* _Daftar Tugas_:
(a) Kutip bagian artikel tentang Firli Bahuri, mulai dari "Laporan: Tim Redaksi" dan terus sampai "November 2023 malam.".
(b) Menurut artikel tentang Firli Bahuri, untuk berapa lama Polda Metro Jaya mengajukan pencekalan Firli Bahuri ke luar negeri?

* _Kutipan Teks_:
-=-=-

Firli Mencoreng KPK

Laporan: Tim Redaksi
Sabtu, 25 November 2023 | 07:00 WIB
Ilustrasi (SinPo.id/Wawan Wiguna)
Ilustrasi (SinPo.id/Wawan Wiguna)

DPR bersama Pemerintah harusnya memetik pelajaran sebesar-besarnya dari kasus Firli untuk proses seleksi calon pejabat penegak hukum yang terbebas dari kepentingan politik pragmatis sesaat.

SinPo.id -  Ketua KPK Firli Bahuri menjadi tersangka dugaan pemerasan kepada mantan Menteri Pertanian Syahrul Yasin Limpo.  Penetapan Firli dilakukan penyidik gabungan bersama Bareskrim Polri usai melaksanakan gelar perkara, pada Rabu, 22 November 2023 malam.

"Pada hari Rabu 22 November 2023 sekira pukul 19.00 WIB di ruang gelar perkara krimsus Polda Metro Jaya dilaksanakan gelar perkara dengan hasil ditemukannya bukti yang cukup untuk menetapkan saudara FB selaku Ketua KPK RI sebagai tersangka," ujar Direktur Reserse Kriminal Khusus Polda Metro Jaya Kombes Ade Safri Simanjuntak.

Polda Metro Jaya mengajukan pencekalan terhadap Ketua Komisi Pemberantasan Korupsi (KPK) Firli Bahuri ke luar negeri untuk 20 hari ke depan.

-=-=-

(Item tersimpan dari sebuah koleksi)
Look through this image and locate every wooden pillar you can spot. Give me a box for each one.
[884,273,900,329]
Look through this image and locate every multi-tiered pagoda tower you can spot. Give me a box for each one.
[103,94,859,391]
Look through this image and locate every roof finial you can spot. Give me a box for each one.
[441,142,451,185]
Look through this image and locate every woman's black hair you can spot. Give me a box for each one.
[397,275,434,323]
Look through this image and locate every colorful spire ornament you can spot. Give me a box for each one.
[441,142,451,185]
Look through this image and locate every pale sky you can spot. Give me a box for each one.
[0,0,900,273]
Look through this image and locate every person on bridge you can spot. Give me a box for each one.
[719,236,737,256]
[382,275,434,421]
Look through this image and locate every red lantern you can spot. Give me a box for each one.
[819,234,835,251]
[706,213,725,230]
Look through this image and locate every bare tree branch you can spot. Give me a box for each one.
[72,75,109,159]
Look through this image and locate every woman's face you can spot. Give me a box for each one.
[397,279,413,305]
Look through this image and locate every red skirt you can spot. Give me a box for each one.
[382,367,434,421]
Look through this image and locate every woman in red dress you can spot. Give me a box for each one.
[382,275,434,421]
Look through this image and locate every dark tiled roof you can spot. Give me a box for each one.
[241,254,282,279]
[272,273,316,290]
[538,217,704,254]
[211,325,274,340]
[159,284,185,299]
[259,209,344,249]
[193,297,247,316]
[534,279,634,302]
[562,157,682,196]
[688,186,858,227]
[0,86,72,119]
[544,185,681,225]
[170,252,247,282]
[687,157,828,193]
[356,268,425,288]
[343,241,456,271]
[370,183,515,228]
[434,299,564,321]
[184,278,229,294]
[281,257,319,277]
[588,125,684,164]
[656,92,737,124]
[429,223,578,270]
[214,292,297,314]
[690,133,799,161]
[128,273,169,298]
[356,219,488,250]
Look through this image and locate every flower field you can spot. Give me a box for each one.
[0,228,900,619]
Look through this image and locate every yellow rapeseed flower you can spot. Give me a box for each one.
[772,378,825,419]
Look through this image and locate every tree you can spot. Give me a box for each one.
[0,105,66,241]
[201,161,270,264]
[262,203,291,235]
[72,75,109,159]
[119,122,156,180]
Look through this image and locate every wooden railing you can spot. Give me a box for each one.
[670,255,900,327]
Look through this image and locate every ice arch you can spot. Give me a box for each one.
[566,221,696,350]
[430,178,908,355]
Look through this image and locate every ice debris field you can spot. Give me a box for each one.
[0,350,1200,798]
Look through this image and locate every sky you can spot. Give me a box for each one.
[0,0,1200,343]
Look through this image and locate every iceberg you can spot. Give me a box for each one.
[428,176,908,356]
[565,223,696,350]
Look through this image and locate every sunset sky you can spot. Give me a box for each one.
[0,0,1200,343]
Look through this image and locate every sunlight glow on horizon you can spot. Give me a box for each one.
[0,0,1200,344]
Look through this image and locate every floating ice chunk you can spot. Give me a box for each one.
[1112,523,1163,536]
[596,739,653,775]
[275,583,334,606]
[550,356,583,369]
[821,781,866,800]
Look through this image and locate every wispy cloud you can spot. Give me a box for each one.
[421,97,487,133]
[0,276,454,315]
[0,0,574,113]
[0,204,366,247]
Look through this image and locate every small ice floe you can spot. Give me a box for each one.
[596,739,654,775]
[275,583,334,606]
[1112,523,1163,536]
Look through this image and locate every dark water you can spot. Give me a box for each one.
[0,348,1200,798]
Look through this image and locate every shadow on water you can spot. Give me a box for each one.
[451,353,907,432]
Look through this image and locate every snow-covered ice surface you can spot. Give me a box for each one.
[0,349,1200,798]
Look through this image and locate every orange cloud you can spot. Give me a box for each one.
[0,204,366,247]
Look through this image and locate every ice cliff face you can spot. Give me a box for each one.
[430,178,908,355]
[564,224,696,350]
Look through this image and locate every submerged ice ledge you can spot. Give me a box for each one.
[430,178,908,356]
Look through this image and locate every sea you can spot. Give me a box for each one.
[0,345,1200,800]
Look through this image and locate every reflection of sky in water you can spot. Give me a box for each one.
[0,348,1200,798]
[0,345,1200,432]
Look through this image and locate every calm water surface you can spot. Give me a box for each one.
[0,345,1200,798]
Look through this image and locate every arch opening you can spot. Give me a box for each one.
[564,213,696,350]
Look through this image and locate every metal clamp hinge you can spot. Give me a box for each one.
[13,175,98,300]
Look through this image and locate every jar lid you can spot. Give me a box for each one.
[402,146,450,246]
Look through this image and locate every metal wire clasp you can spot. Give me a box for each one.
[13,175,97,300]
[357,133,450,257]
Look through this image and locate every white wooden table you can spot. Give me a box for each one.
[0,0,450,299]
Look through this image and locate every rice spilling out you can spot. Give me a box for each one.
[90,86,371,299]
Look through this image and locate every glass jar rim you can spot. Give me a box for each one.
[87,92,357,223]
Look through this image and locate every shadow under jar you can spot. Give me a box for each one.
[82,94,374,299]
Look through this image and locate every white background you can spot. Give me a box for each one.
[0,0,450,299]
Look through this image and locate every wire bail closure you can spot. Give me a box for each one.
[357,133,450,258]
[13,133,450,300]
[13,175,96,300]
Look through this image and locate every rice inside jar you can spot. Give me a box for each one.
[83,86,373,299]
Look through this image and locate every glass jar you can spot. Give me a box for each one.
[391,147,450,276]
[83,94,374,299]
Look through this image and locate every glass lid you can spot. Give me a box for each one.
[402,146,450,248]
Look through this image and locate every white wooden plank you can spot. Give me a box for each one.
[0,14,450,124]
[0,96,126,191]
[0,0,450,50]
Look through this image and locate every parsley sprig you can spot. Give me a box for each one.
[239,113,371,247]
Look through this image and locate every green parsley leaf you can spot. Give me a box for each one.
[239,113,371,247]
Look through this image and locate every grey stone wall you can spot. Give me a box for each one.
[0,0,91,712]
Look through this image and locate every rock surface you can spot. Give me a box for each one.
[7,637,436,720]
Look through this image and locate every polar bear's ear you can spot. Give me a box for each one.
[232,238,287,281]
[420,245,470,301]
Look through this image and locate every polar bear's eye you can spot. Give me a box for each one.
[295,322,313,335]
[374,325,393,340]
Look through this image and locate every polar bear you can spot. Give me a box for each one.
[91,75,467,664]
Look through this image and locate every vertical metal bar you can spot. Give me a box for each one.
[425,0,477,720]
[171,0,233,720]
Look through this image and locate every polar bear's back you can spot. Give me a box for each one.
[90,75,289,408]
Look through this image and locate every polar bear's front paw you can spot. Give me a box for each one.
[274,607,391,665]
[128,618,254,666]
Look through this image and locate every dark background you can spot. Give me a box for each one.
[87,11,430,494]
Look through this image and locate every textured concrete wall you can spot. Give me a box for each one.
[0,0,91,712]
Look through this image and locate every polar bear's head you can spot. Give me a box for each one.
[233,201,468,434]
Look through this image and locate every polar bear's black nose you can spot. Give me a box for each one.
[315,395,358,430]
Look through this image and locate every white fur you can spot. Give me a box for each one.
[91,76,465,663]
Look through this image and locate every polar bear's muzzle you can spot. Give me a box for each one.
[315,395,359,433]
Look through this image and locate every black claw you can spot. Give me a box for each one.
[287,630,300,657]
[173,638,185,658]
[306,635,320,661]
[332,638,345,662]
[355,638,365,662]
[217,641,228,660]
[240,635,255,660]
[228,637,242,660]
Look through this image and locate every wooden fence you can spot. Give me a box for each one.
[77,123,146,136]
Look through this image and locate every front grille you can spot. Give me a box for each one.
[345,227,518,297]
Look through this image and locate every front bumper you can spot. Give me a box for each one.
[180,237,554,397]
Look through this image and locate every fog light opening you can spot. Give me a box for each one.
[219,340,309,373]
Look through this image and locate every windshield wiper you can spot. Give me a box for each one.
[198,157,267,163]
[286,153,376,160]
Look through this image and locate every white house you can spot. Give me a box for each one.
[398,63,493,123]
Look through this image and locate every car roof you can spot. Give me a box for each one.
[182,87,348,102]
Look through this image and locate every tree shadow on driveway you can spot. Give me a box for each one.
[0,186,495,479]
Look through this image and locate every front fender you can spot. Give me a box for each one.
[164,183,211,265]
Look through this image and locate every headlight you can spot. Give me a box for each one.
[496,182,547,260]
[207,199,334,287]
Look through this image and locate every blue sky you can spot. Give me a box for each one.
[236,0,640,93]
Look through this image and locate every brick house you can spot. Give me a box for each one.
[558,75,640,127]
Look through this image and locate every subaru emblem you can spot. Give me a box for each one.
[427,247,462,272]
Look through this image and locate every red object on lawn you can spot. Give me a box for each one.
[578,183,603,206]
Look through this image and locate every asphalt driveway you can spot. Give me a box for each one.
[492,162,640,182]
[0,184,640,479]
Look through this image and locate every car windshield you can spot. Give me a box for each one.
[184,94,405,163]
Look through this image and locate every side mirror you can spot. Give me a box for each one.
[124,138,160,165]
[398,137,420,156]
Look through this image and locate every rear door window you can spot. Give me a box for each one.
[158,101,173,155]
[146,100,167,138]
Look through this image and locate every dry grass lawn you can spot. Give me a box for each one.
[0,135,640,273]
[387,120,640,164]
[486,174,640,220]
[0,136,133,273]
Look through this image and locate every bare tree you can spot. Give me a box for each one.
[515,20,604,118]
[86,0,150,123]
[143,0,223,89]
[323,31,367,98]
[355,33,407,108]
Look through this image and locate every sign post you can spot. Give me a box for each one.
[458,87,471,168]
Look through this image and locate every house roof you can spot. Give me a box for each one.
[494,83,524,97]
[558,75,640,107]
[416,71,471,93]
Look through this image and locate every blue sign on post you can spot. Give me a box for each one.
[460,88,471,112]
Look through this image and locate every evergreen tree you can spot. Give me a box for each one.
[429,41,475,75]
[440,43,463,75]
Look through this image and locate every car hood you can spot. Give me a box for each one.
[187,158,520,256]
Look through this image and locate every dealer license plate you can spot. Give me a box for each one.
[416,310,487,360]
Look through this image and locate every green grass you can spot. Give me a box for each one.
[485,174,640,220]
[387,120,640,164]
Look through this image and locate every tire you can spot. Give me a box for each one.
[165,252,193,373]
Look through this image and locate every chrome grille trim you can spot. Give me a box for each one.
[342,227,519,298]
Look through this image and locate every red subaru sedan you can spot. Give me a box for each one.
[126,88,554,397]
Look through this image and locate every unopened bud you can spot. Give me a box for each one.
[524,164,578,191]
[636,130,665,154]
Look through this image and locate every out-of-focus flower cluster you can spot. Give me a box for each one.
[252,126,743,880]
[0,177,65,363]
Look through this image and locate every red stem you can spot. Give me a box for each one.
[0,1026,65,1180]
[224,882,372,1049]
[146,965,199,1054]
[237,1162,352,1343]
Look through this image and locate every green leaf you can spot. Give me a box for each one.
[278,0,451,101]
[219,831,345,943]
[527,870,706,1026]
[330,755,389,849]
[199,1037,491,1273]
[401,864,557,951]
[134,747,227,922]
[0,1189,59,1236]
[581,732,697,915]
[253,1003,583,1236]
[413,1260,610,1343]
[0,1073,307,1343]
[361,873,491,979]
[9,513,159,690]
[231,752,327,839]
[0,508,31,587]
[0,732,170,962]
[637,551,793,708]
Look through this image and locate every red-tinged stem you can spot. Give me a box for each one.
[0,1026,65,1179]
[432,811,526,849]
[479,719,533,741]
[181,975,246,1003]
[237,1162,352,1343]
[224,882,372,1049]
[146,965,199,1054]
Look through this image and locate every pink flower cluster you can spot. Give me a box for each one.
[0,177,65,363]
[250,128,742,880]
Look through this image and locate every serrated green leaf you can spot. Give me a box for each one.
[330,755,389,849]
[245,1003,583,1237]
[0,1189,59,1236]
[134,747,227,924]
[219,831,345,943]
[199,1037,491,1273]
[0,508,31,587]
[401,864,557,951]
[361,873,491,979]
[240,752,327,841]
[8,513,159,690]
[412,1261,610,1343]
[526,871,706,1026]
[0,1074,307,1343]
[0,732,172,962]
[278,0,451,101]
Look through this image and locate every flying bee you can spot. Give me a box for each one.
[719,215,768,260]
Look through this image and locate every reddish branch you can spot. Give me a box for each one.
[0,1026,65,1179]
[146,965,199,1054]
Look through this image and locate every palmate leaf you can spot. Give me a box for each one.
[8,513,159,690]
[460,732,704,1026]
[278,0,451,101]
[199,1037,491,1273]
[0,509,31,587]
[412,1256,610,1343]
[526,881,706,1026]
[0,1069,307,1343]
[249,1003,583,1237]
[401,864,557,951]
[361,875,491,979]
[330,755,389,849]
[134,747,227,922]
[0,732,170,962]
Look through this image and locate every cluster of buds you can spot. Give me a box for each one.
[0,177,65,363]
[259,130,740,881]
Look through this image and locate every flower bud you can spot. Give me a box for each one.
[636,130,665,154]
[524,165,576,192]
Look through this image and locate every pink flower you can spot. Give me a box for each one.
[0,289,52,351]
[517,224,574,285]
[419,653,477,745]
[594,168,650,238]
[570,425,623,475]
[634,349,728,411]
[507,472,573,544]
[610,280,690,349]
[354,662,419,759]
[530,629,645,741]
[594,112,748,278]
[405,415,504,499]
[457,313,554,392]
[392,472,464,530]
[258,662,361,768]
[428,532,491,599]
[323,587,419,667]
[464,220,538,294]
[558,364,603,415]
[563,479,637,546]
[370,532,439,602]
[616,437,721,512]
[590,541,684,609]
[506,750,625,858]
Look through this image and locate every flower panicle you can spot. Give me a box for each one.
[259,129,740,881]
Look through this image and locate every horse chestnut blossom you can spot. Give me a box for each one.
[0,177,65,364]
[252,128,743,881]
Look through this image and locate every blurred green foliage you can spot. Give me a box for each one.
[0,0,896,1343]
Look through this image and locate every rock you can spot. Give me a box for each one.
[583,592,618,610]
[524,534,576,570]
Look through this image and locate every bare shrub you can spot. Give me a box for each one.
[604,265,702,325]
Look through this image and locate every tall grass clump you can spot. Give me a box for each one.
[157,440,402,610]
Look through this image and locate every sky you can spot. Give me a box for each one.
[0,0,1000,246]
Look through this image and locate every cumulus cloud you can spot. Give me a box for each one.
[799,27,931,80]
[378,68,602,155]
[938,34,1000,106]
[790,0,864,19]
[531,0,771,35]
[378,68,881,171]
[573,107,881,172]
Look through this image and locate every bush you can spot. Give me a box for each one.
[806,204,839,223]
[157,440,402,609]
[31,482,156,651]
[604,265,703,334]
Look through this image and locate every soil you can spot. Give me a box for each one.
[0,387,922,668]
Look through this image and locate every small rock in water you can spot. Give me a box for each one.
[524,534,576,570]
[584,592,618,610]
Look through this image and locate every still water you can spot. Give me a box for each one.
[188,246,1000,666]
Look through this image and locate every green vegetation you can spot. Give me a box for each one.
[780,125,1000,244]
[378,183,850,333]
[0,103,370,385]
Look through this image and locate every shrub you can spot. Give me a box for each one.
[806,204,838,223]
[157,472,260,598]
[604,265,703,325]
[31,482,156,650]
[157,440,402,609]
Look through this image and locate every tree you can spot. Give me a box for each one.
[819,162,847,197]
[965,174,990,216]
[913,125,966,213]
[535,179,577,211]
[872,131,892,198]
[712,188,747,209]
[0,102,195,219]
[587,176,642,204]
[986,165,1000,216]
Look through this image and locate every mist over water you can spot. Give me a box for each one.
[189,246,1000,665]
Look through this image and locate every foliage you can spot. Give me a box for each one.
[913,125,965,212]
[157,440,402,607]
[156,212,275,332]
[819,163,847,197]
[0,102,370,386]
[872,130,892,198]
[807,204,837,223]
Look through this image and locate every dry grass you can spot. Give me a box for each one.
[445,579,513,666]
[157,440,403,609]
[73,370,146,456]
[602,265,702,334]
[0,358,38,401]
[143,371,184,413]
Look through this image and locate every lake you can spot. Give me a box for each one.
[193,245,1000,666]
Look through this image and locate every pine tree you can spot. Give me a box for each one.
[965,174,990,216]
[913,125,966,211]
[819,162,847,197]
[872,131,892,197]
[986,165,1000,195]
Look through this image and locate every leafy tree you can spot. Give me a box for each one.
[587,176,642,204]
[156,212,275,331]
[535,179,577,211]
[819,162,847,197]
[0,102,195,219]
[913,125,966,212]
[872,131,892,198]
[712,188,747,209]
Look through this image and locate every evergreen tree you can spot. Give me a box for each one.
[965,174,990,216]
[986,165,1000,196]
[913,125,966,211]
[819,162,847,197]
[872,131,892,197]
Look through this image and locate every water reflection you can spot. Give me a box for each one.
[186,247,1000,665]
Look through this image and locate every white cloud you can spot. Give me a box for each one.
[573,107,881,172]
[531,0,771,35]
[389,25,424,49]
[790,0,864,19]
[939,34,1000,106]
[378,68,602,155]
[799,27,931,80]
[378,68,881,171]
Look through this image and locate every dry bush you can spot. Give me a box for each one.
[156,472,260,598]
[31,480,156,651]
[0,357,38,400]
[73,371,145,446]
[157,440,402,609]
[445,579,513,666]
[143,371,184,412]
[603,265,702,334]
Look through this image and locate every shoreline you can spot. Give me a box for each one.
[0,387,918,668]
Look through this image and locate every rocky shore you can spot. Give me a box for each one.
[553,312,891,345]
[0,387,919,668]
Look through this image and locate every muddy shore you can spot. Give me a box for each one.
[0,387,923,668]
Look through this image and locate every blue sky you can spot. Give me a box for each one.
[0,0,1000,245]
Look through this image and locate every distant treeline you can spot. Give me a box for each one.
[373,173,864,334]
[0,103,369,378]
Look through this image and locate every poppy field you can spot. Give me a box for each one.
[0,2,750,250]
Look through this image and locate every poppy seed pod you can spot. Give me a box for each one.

-=-=-

* _Jawaban Tugas_:
(a)
Laporan: Tim Redaksi
Sabtu, 25 November 2023 | 07:00 WIB
Ilustrasi (SinPo.id/Wawan Wiguna)
Ilustrasi (SinPo.id/Wawan Wiguna)

DPR bersama Pemerintah harusnya memetik pelajaran sebesar-besarnya dari kasus Firli untuk proses seleksi calon pejabat penegak hukum yang terbebas dari kepentingan politik pragmatis sesaat.

SinPo.id -  Ketua KPK Firli Bahuri menjadi tersangka dugaan pemerasan kepada mantan Menteri Pertanian Syahrul Yasin Limpo.  Penetapan Firli dilakukan penyidik gabungan bersama Bareskrim Polri usai melaksanakan gelar perkara, pada Rabu, 22 November 2023 malam.

(b) Untuk 20 hari ke depan.